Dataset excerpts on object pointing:
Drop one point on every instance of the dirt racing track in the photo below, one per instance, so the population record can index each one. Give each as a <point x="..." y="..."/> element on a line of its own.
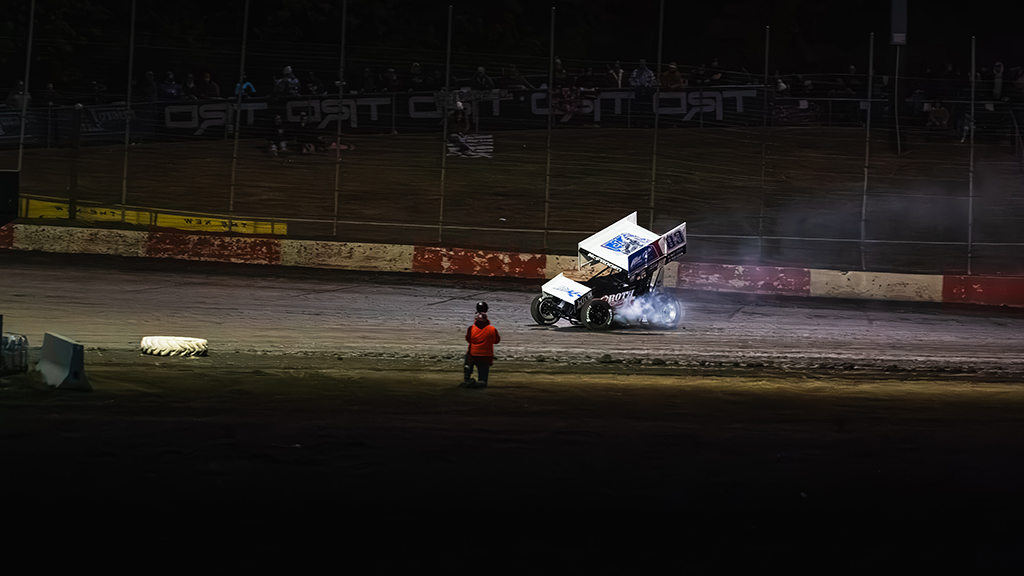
<point x="112" y="303"/>
<point x="790" y="429"/>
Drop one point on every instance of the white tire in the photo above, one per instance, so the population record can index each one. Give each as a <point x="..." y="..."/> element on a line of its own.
<point x="174" y="345"/>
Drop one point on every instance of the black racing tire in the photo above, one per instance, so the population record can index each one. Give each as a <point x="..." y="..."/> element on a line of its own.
<point x="597" y="315"/>
<point x="668" y="312"/>
<point x="543" y="310"/>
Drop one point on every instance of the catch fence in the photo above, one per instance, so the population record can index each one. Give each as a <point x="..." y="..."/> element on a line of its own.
<point x="839" y="171"/>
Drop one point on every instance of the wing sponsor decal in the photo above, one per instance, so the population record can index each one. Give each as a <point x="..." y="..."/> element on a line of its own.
<point x="626" y="243"/>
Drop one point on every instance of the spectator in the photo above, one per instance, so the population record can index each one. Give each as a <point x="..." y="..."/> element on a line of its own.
<point x="287" y="85"/>
<point x="390" y="81"/>
<point x="147" y="87"/>
<point x="841" y="90"/>
<point x="314" y="85"/>
<point x="207" y="88"/>
<point x="169" y="89"/>
<point x="964" y="126"/>
<point x="49" y="96"/>
<point x="854" y="81"/>
<point x="458" y="126"/>
<point x="481" y="337"/>
<point x="642" y="76"/>
<point x="714" y="72"/>
<point x="18" y="98"/>
<point x="304" y="134"/>
<point x="246" y="87"/>
<point x="278" y="135"/>
<point x="781" y="89"/>
<point x="97" y="92"/>
<point x="672" y="79"/>
<point x="188" y="87"/>
<point x="997" y="82"/>
<point x="587" y="80"/>
<point x="512" y="80"/>
<point x="459" y="120"/>
<point x="481" y="81"/>
<point x="369" y="82"/>
<point x="559" y="72"/>
<point x="938" y="116"/>
<point x="616" y="74"/>
<point x="418" y="81"/>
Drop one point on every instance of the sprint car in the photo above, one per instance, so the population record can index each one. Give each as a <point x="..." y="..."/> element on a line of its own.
<point x="628" y="291"/>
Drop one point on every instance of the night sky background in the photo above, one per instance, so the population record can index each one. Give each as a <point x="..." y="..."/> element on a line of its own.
<point x="79" y="40"/>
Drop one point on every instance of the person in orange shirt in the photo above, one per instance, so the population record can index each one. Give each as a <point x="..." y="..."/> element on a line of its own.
<point x="481" y="337"/>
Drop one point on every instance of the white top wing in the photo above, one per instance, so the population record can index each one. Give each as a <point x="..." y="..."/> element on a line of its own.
<point x="565" y="289"/>
<point x="614" y="244"/>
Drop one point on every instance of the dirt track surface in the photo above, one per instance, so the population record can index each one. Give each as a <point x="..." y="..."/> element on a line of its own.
<point x="795" y="186"/>
<point x="112" y="303"/>
<point x="327" y="418"/>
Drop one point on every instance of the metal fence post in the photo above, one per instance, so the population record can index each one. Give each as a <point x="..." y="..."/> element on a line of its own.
<point x="764" y="151"/>
<point x="238" y="118"/>
<point x="448" y="86"/>
<point x="551" y="114"/>
<point x="657" y="103"/>
<point x="25" y="95"/>
<point x="899" y="144"/>
<point x="131" y="64"/>
<point x="867" y="149"/>
<point x="970" y="202"/>
<point x="341" y="98"/>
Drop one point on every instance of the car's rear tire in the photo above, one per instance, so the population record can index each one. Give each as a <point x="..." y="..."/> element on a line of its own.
<point x="668" y="312"/>
<point x="543" y="310"/>
<point x="596" y="315"/>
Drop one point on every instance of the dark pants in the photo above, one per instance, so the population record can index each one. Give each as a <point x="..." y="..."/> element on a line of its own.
<point x="482" y="367"/>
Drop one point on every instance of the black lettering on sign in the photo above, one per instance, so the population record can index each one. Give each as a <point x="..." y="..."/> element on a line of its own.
<point x="674" y="239"/>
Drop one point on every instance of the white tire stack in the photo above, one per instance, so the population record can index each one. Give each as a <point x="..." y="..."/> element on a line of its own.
<point x="174" y="345"/>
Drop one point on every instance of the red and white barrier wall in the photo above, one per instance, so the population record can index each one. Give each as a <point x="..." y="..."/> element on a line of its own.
<point x="159" y="243"/>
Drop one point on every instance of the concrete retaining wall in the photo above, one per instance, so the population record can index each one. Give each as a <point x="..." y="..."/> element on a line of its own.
<point x="161" y="243"/>
<point x="876" y="285"/>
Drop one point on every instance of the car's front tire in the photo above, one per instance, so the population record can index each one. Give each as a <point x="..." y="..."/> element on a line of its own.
<point x="543" y="310"/>
<point x="596" y="315"/>
<point x="668" y="312"/>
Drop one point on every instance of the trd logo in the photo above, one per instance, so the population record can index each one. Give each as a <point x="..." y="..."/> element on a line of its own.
<point x="675" y="239"/>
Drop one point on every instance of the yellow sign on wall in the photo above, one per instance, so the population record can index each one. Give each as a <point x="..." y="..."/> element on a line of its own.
<point x="48" y="209"/>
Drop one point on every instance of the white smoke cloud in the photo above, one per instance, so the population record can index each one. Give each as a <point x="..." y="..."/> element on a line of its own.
<point x="642" y="310"/>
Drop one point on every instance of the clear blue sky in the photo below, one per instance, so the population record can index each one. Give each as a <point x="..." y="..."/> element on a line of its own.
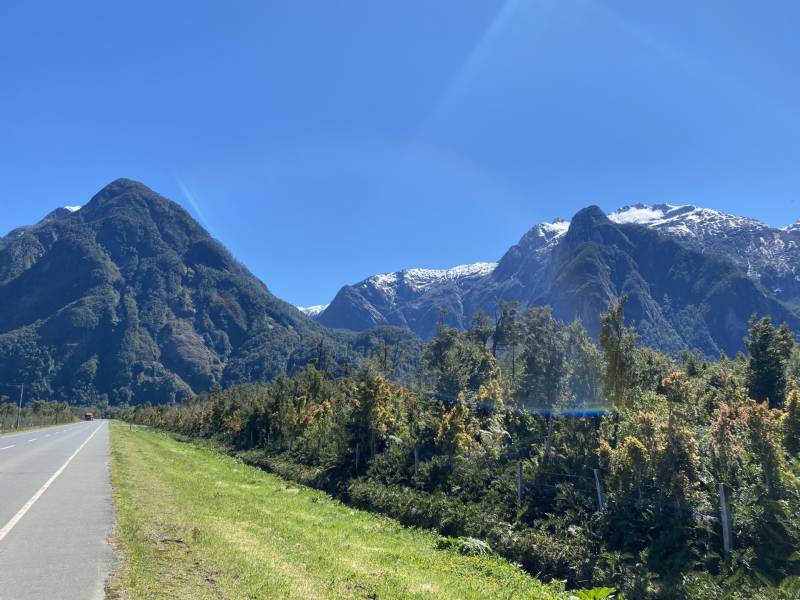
<point x="326" y="141"/>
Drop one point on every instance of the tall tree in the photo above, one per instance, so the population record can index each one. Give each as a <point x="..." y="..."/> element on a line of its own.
<point x="544" y="354"/>
<point x="769" y="348"/>
<point x="618" y="343"/>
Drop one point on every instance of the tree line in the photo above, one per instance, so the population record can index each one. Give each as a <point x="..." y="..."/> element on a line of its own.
<point x="595" y="463"/>
<point x="38" y="413"/>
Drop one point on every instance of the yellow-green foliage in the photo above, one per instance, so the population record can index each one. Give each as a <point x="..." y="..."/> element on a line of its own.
<point x="194" y="523"/>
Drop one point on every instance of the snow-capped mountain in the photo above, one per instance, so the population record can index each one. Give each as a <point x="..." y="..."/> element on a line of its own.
<point x="312" y="311"/>
<point x="54" y="215"/>
<point x="413" y="298"/>
<point x="549" y="266"/>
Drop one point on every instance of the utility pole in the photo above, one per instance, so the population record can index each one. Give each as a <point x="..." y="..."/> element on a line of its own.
<point x="19" y="409"/>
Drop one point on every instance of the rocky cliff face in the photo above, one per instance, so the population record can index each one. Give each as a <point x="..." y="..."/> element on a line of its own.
<point x="694" y="276"/>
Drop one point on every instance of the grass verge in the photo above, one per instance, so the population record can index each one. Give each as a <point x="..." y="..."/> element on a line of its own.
<point x="195" y="523"/>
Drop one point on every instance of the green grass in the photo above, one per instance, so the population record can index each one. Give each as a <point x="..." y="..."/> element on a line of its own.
<point x="32" y="427"/>
<point x="195" y="523"/>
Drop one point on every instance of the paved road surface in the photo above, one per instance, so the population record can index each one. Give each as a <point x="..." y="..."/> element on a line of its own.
<point x="55" y="513"/>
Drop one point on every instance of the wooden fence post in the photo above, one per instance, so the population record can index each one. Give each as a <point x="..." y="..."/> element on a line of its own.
<point x="598" y="484"/>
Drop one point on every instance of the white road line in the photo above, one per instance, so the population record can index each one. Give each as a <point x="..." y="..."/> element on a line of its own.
<point x="16" y="518"/>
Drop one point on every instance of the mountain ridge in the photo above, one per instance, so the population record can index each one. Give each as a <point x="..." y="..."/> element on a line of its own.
<point x="527" y="272"/>
<point x="129" y="299"/>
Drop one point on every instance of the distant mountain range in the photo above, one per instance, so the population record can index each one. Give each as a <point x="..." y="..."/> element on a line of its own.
<point x="693" y="275"/>
<point x="128" y="299"/>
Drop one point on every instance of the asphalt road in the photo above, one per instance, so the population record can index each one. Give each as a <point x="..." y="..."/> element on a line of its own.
<point x="55" y="513"/>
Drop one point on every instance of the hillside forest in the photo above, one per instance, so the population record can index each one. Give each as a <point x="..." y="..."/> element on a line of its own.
<point x="596" y="463"/>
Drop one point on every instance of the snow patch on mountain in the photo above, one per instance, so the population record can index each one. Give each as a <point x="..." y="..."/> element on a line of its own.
<point x="312" y="311"/>
<point x="421" y="280"/>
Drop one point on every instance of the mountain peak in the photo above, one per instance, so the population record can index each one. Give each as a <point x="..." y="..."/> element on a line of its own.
<point x="589" y="224"/>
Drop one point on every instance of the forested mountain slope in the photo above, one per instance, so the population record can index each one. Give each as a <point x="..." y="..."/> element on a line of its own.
<point x="129" y="299"/>
<point x="694" y="277"/>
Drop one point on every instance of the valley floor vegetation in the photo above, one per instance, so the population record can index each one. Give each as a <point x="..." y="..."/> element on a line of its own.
<point x="38" y="413"/>
<point x="593" y="464"/>
<point x="195" y="523"/>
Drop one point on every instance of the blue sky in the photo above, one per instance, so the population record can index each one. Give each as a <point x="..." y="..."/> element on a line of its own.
<point x="326" y="141"/>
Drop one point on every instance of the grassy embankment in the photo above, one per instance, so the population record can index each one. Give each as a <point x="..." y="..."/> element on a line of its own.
<point x="195" y="523"/>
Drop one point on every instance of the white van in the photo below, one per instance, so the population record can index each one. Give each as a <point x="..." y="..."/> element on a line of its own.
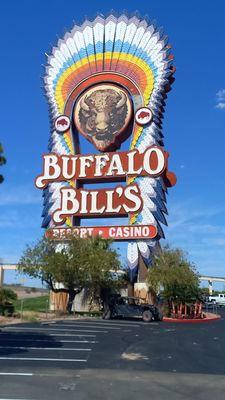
<point x="218" y="299"/>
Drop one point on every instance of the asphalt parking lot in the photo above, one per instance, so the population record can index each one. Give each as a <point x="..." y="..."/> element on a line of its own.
<point x="119" y="359"/>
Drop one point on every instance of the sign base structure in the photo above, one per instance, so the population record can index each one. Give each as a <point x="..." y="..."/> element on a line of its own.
<point x="106" y="232"/>
<point x="106" y="82"/>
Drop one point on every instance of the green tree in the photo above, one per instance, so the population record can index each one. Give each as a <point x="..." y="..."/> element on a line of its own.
<point x="2" y="161"/>
<point x="76" y="264"/>
<point x="178" y="278"/>
<point x="7" y="296"/>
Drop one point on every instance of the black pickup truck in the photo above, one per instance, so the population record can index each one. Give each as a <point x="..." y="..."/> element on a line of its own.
<point x="129" y="307"/>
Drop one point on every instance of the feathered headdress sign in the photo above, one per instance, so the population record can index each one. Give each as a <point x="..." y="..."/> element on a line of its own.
<point x="107" y="80"/>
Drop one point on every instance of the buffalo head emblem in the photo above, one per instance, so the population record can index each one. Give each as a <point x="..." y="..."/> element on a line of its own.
<point x="102" y="114"/>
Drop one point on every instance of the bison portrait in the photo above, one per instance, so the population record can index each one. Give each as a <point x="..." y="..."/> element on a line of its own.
<point x="103" y="113"/>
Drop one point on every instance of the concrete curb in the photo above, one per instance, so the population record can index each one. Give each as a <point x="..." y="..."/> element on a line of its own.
<point x="210" y="317"/>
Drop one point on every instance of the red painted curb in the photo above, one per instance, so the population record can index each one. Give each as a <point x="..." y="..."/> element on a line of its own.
<point x="191" y="321"/>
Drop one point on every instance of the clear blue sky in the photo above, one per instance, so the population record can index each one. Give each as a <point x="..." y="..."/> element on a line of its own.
<point x="194" y="123"/>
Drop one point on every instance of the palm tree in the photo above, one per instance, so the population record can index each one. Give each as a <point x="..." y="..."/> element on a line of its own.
<point x="2" y="161"/>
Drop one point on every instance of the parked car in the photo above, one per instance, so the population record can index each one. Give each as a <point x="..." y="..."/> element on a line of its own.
<point x="119" y="306"/>
<point x="218" y="299"/>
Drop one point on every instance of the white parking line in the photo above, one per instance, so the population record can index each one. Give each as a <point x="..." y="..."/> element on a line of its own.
<point x="86" y="325"/>
<point x="16" y="374"/>
<point x="42" y="348"/>
<point x="51" y="329"/>
<point x="101" y="322"/>
<point x="43" y="359"/>
<point x="67" y="334"/>
<point x="48" y="341"/>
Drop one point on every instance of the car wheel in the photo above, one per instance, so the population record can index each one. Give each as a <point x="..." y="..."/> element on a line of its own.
<point x="106" y="315"/>
<point x="147" y="316"/>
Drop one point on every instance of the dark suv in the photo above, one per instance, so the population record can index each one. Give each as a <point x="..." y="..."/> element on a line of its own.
<point x="119" y="306"/>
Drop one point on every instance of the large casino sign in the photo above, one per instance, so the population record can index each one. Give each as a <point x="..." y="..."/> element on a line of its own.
<point x="106" y="82"/>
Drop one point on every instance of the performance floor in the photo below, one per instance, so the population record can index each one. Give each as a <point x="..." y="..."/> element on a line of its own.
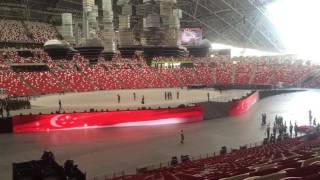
<point x="101" y="152"/>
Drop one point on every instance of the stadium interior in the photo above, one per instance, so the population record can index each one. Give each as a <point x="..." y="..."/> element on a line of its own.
<point x="159" y="90"/>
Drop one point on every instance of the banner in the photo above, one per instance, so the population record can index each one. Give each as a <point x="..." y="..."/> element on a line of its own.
<point x="48" y="122"/>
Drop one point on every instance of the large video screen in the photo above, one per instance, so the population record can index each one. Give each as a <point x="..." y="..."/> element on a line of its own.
<point x="49" y="122"/>
<point x="191" y="36"/>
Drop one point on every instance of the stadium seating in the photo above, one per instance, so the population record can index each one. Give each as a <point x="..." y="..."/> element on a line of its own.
<point x="11" y="81"/>
<point x="12" y="31"/>
<point x="79" y="75"/>
<point x="41" y="32"/>
<point x="288" y="159"/>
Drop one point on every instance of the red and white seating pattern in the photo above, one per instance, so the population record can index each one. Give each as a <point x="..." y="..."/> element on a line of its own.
<point x="12" y="31"/>
<point x="79" y="75"/>
<point x="11" y="81"/>
<point x="42" y="32"/>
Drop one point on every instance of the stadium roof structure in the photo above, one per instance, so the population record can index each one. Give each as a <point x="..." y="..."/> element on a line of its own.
<point x="241" y="23"/>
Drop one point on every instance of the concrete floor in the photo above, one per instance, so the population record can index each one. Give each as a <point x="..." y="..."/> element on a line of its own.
<point x="108" y="99"/>
<point x="101" y="152"/>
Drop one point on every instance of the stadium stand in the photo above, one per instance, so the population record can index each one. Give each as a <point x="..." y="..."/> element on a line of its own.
<point x="42" y="32"/>
<point x="295" y="158"/>
<point x="13" y="31"/>
<point x="79" y="75"/>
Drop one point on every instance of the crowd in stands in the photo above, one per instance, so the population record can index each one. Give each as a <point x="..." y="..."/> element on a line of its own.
<point x="42" y="32"/>
<point x="79" y="75"/>
<point x="26" y="32"/>
<point x="13" y="31"/>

- [Brief]: From the line with "Drop one point on every instance of the stadium roof" to the last line of the material, give every line again exactly, and only those lines.

- [Exercise response]:
Drop one point on every instance of the stadium roof structure in the photo above, one per instance, so the population record can index each one. Give each as a <point x="..." y="..."/> element on a line of its own.
<point x="241" y="23"/>
Drop one point on every instance of the concrete floor in the photo above, one per instance, so the population record can index each one. Give each as a <point x="..." y="..."/> element on a line of its own.
<point x="108" y="99"/>
<point x="101" y="152"/>
Drop one point on every instance of the stadium stand in the photo above, one per instance, so the population record can index each one. Give each as a <point x="..." y="..."/> element on a line of its own.
<point x="42" y="32"/>
<point x="295" y="158"/>
<point x="13" y="31"/>
<point x="79" y="75"/>
Drop one point on every instance of the crowd in stands in the photo above, one per instance, so the population record can index each one. Give each as a <point x="..." y="..."/> element on a line of its own.
<point x="42" y="32"/>
<point x="79" y="75"/>
<point x="26" y="32"/>
<point x="13" y="31"/>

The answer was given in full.